--- EXCERPTED TEXT Enclosed Below ---

The liability part of car insurance gives money to other people if you’re responsible for their injuries or property damage. There are additional aspects of car insurance that can cover your own vehicle, your own medical expenses, and various other options.
• Liability: Car insurance liability is typically broken down into three limits: bodily injury per person, bodily injury per accident, and property damage. The liability limits that you buy, for example $100,000/$300,000/$50,000, mean that the insurance company will pay for injuries or property damage that you cause, but only up to the limit. So your insurance company would only pay a maximum of $300,000 in any one accident if you chose those liability limits.
• Collision: This covers your own vehicle if it’s damaged from a collision with another vehicle or solid object, such as a telephone pole or a building. If you’re in an accident with another car and it’s the other person’s fault, then their insurance should pay for your damage. But if you cause the accident or if you live in a no-fault car insurance state, you’ll need to have collision coverage to pay for the damage to your own vehicle.

--- End of Enclosed EXCERPTED TEXT ---
--- AVAILABLE DATA Enclosed Below ---

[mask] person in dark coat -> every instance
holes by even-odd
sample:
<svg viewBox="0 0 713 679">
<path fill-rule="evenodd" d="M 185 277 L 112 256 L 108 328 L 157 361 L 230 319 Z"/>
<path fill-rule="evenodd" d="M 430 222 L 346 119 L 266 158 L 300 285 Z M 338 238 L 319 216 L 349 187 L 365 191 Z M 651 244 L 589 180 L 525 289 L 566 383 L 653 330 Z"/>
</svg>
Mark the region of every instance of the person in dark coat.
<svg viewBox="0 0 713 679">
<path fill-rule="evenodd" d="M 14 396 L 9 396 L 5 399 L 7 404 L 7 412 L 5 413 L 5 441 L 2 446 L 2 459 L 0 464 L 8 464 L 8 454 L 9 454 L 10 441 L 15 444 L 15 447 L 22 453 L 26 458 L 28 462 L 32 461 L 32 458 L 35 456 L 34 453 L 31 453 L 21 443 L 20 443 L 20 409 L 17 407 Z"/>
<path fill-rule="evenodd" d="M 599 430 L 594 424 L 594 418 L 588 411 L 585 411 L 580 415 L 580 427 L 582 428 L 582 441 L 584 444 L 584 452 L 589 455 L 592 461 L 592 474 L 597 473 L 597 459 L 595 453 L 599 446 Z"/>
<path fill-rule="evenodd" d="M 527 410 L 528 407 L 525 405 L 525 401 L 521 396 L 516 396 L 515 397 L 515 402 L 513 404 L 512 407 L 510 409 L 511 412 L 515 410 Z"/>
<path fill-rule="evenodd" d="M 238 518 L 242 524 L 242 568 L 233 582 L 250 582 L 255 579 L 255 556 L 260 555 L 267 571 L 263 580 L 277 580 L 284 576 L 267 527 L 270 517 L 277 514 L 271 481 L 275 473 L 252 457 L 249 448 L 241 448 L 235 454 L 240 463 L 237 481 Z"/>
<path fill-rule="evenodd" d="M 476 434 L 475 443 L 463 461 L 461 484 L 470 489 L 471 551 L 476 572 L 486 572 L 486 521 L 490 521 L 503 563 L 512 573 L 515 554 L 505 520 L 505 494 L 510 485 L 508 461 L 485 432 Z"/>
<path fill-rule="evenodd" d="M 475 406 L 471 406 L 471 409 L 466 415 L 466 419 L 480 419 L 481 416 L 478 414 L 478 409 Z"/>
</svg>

--- End of Enclosed AVAILABLE DATA ---

▸ DIRECTIONS: According to the car insurance text, what is the maximum the insurance company would pay in any one accident with liability limits of $100,000/$300,000/$50,000? The stored items play no part in what comes next.

▸ RESULT FOR THIS EXERCISE: The insurance company would pay a maximum of $300,000 in any one accident.